State how many lines of the data contain the word "hair", and write nothing besides the number.
####
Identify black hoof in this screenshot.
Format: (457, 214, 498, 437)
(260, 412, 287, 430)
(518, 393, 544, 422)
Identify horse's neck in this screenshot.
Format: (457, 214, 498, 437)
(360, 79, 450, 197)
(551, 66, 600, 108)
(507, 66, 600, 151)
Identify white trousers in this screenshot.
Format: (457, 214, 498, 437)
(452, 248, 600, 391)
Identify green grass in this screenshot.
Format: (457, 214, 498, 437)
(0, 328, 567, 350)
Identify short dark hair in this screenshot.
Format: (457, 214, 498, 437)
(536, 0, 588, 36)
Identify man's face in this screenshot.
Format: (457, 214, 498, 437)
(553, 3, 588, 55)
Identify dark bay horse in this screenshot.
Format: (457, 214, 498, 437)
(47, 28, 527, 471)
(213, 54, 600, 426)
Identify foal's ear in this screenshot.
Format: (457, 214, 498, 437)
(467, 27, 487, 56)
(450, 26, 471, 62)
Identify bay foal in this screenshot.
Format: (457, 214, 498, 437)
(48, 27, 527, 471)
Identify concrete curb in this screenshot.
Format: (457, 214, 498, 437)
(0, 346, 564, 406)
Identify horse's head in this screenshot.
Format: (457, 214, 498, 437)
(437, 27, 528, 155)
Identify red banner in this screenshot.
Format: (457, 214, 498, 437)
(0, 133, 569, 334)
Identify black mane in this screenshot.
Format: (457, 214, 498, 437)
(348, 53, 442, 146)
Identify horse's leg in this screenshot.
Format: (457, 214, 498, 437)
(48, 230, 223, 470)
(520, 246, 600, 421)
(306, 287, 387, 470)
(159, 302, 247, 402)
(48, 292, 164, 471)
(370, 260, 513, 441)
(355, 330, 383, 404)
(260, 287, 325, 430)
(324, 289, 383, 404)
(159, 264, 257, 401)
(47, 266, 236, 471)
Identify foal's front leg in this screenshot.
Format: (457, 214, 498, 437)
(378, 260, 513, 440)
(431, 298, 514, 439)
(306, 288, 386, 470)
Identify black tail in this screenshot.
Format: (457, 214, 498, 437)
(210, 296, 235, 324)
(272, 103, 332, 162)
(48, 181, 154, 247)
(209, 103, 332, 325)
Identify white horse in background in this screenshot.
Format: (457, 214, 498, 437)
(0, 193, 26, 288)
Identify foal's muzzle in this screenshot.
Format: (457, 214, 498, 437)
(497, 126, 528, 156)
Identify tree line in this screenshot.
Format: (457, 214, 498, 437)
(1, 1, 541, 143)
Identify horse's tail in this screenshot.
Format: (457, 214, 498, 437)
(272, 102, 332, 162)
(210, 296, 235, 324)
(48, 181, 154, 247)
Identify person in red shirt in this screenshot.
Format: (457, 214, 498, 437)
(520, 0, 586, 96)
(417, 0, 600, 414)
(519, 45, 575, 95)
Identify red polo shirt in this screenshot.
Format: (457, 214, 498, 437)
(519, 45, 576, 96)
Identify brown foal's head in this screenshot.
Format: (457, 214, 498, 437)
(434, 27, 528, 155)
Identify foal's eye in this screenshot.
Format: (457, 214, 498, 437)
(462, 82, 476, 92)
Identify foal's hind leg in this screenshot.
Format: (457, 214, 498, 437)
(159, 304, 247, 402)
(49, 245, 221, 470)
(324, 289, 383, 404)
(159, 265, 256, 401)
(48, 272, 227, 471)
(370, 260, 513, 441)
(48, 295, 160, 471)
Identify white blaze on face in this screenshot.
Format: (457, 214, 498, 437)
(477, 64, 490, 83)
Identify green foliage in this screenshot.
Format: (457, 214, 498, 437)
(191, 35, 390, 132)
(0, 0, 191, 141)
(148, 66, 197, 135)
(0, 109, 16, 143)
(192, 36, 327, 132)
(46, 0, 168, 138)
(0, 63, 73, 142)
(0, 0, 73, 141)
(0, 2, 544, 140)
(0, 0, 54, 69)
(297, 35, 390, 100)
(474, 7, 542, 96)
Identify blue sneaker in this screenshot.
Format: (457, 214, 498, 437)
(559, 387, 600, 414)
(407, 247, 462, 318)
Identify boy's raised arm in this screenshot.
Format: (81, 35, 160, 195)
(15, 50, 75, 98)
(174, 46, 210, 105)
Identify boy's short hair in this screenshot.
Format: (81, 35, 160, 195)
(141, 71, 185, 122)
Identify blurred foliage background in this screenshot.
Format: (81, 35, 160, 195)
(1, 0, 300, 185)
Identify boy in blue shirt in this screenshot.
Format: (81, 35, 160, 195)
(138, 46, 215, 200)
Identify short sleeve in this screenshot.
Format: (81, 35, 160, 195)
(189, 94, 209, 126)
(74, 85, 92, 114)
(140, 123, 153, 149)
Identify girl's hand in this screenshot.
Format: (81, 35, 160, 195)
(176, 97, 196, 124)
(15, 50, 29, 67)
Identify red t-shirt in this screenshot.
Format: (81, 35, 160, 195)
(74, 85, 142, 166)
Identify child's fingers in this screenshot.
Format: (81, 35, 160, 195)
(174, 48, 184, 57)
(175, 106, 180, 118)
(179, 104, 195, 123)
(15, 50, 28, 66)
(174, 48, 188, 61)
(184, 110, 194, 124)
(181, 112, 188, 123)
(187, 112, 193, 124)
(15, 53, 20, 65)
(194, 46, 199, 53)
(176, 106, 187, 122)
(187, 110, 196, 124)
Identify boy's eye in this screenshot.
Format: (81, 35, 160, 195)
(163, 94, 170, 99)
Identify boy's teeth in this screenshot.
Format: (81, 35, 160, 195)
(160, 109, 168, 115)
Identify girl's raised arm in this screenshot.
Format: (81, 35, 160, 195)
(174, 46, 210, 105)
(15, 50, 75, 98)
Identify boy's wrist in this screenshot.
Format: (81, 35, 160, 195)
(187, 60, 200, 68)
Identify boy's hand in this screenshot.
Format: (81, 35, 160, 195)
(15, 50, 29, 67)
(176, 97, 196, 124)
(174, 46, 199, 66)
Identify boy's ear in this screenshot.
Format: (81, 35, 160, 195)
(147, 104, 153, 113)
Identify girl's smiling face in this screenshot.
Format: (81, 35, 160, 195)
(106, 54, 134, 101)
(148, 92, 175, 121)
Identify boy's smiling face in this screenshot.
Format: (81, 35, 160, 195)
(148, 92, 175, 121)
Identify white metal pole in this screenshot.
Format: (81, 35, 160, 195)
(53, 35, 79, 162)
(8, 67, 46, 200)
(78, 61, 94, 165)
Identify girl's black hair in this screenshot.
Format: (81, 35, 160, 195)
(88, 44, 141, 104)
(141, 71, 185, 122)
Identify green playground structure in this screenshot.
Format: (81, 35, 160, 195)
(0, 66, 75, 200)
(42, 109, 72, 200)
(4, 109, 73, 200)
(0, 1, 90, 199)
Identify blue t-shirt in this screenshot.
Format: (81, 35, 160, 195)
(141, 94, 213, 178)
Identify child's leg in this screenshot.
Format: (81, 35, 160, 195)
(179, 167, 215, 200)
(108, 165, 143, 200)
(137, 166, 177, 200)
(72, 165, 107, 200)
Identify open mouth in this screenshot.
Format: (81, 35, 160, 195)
####
RESPONSE TO THE EXERCISE
3